_PAGE EXTRACT_
Superstar property investment markets only have themselves to blame

When Hungary turned to the International Monetary Fund for help last month the move marked a seismic change in the fortunes of central and east European countries whose economies had been booming.From the Baltic to Turkey property markets were thriving. Before the credit crunch countries like Bulgaria, Latvia, Turkey, Romania and others were seen as superstars where investors could get in early and get out quick with some nice profits.

But the money was coming from foreign investors and economic growth was fuelled by excessive lending from western banks so it was only a matter of time before that started drying up once the credit crunch hit. It has become apparent that they are countries living way beyond their means.

Now the scenario is one where cranes stand idle on once busy construction sites and foreign holiday home investors sell, sell, and sell, even at a loss. Soaring inflation and high interest rates mean that domestic investors can't afford to buy property.

_STATED PROBLEM 1_
Answer these questions from the article on property investment markets:
(a) Which country turned to the International Monetary Fund for help last month?
(b) What fueled economic growth in these countries?
(c) What prevents domestic investors from buying property?
_STATED PROBLEM 2_
Carry on the article about central and east European property markets from its final sentence.
The records play no part in the tasks.

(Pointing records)
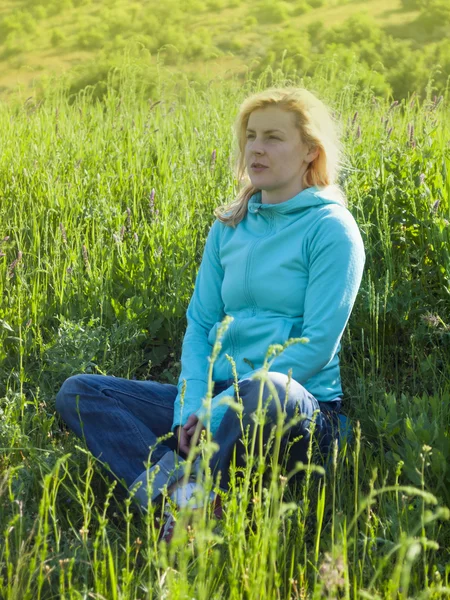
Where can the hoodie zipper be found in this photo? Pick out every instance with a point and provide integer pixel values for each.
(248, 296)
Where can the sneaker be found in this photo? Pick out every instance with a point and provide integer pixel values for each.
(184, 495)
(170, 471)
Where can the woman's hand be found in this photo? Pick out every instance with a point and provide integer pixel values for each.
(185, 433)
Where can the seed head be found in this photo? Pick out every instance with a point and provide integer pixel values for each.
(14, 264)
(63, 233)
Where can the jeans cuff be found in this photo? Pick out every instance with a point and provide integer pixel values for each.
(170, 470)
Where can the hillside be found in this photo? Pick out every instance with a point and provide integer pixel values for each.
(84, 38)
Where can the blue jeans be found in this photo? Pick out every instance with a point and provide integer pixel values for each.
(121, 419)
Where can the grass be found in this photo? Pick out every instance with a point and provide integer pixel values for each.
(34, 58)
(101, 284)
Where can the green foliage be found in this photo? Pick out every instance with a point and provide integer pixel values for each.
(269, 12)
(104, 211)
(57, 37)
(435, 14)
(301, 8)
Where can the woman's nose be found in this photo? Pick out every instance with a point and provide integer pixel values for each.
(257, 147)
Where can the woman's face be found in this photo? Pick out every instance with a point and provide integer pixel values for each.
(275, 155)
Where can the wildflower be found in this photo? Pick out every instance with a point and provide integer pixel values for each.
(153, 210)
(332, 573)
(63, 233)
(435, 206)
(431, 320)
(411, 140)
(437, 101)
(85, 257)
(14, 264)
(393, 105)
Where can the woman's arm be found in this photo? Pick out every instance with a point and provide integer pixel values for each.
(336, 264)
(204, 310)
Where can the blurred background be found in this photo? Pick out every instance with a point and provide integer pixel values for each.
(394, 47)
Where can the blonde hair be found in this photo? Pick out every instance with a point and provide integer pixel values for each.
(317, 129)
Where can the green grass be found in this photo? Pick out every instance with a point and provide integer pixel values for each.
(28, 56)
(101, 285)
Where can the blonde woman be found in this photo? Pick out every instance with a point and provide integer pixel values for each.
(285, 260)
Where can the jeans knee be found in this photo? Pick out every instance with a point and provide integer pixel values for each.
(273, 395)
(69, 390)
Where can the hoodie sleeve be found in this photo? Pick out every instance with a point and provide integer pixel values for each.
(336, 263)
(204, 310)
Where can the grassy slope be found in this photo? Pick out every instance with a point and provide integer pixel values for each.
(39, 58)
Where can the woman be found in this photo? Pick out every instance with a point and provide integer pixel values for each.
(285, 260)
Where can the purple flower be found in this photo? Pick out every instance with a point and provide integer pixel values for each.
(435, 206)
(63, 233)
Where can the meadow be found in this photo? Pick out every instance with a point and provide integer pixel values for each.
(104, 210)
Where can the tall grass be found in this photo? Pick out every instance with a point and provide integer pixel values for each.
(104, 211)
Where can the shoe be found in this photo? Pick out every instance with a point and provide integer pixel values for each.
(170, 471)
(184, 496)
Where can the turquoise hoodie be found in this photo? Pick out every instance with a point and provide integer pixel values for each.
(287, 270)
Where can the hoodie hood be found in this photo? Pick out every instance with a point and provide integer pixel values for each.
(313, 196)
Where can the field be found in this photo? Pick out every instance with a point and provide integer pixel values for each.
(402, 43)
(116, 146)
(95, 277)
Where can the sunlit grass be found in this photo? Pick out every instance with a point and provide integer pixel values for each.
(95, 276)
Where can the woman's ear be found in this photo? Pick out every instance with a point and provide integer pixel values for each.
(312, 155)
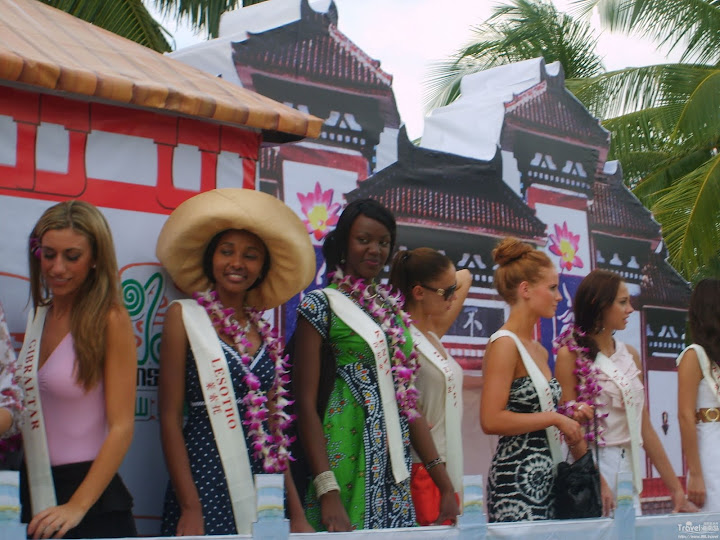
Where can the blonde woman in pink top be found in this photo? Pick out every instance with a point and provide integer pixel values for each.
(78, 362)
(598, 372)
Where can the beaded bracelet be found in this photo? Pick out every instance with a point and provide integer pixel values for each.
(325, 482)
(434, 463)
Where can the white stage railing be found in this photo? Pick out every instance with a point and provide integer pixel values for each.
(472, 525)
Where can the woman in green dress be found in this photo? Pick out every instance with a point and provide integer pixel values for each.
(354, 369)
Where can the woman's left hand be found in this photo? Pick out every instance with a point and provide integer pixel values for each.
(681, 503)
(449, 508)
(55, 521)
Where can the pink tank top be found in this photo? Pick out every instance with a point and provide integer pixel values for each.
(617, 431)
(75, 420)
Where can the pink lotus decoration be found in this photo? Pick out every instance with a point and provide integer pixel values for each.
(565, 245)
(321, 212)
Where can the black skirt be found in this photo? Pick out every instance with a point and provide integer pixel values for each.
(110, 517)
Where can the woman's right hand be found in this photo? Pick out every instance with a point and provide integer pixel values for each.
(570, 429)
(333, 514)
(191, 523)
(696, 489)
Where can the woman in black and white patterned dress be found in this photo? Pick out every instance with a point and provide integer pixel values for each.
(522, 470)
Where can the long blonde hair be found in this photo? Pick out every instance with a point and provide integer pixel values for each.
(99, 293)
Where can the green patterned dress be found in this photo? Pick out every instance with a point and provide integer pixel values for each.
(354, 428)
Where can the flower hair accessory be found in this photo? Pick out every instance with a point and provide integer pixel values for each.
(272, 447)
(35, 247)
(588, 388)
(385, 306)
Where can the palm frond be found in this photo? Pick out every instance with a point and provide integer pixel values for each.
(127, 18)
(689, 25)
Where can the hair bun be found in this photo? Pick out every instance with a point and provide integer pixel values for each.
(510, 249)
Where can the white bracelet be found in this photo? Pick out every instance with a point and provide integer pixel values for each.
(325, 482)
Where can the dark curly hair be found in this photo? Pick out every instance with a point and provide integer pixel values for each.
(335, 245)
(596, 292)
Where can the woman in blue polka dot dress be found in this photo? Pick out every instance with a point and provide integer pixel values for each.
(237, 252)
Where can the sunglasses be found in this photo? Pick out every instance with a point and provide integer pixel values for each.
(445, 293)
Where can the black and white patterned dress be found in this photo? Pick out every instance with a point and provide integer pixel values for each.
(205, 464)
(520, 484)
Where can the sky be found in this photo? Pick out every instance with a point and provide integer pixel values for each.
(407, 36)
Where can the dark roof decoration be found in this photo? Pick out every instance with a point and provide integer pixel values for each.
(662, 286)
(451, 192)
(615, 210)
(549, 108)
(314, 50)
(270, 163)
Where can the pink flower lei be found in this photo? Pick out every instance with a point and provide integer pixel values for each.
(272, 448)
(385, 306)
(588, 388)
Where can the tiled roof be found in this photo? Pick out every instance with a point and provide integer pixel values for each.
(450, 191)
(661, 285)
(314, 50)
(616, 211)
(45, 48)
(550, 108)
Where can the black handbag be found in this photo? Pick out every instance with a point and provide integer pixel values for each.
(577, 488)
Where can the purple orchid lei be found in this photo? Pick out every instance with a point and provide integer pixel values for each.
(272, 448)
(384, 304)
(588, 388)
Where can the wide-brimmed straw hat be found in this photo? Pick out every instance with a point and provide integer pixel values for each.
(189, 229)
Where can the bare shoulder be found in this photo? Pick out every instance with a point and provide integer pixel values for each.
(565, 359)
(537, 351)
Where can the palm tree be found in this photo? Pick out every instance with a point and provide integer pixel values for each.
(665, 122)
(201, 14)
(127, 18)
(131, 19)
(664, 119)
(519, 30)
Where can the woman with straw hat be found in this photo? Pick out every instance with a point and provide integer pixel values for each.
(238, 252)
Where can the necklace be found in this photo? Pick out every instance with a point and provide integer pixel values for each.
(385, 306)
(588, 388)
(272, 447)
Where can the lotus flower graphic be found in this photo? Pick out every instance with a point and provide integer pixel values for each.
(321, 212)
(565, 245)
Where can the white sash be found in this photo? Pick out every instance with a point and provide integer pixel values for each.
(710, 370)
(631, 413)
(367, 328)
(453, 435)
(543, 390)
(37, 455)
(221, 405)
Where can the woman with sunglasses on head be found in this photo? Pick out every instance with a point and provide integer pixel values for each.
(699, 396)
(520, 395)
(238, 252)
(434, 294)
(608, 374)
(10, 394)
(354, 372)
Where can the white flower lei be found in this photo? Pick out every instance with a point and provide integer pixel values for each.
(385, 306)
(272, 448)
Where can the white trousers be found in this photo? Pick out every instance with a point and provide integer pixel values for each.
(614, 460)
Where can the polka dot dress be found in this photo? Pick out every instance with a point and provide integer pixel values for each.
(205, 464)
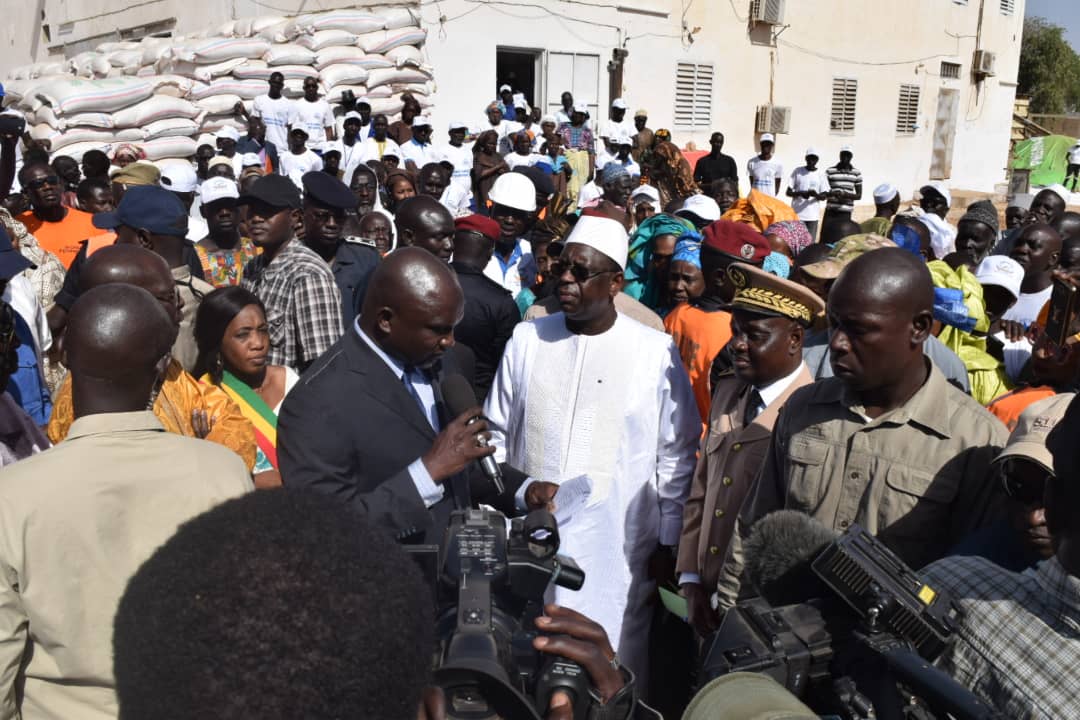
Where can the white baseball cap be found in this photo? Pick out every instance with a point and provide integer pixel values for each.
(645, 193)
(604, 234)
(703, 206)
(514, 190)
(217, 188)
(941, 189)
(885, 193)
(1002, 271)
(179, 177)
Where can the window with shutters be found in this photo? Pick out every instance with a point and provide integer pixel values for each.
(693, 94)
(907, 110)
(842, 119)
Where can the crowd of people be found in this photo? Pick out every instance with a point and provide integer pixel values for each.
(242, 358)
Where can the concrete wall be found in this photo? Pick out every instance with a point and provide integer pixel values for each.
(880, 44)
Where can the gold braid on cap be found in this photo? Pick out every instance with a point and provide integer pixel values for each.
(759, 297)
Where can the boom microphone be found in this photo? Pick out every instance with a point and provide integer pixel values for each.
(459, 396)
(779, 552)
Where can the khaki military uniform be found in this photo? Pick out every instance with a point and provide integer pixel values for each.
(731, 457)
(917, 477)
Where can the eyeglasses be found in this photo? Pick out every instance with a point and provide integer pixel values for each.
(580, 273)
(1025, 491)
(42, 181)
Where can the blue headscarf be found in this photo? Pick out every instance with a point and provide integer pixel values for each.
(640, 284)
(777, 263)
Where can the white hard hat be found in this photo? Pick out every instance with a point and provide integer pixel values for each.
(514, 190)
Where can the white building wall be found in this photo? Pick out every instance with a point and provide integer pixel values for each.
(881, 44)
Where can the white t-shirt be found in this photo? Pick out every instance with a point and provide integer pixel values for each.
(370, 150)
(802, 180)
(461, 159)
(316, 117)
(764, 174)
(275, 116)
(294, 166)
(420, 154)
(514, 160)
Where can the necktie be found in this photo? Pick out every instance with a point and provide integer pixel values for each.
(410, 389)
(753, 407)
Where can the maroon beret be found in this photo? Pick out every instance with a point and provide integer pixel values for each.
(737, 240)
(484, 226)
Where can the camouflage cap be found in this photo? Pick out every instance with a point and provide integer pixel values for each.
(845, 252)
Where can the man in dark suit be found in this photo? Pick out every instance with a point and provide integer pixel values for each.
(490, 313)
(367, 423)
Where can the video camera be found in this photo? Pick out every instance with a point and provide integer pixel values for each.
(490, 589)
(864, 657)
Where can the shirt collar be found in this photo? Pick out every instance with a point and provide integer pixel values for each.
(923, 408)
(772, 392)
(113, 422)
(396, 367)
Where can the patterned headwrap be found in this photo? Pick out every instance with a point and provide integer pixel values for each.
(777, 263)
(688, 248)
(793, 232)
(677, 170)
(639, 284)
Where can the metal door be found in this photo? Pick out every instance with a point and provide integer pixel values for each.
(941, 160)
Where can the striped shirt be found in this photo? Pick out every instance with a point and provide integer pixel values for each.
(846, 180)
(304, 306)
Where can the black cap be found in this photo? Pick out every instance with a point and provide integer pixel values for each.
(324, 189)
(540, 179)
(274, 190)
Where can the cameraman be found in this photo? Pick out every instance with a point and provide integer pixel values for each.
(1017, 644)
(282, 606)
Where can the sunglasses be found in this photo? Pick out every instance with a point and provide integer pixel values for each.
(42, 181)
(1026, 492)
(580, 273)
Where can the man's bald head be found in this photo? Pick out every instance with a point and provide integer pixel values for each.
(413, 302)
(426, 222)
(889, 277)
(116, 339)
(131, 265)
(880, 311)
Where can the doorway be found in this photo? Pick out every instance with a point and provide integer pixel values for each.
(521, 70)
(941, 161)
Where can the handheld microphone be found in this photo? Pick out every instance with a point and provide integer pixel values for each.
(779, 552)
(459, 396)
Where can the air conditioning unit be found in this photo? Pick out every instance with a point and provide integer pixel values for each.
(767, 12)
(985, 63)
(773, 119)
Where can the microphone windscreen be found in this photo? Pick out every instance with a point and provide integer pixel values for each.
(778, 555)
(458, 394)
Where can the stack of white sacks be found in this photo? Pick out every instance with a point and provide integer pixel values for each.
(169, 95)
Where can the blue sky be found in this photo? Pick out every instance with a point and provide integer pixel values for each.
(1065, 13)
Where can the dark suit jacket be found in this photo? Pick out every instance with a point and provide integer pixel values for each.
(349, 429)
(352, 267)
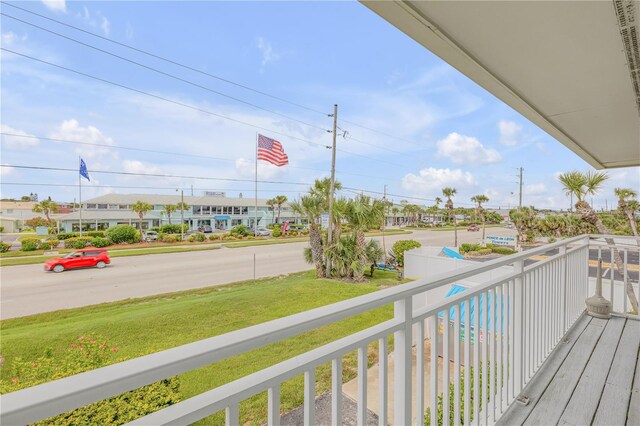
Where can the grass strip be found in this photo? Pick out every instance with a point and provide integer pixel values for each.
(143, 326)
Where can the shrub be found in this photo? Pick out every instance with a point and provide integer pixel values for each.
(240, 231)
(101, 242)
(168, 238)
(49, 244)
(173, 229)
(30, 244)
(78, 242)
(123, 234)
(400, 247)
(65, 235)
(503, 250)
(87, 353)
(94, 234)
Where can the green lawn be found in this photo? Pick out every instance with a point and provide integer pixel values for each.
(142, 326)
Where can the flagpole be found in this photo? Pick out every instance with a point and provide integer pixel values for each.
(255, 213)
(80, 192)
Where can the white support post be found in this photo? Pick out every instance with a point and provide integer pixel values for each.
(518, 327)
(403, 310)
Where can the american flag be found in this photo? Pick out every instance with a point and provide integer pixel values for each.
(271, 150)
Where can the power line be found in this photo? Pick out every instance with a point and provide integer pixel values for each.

_REPLY 1_
(a) Hungary.
(b) Excessive lending from western banks.
(c) Soaring inflation and high interest rates.

_REPLY 2_
Everyone knows that hindsight is a wonderful thing but in real life what is happening to the property markets in these countries shows that it is simply too easy to take the money and not worry about where it is coming from.

The ideal of creating a buoyant middle class in these countries where professional people would invest in property and create western style markets is now no more than a dream.

An examination of who has had to go to the IMF for financial help shows just how serious the meltdown is. Hungary has $5 billion from the European Central Bank, $15.7 billion from the IMF and $1.3 billion from the World Bank, Ukraine needs $16.5 billion, Turkey, which borrowed from the IMF in 2001, is in discussions over a possible loan, Belarus has asked for $2 billion and has already borrowed heavily from Moscow, and Serbia is currently discussing a stand-by loan.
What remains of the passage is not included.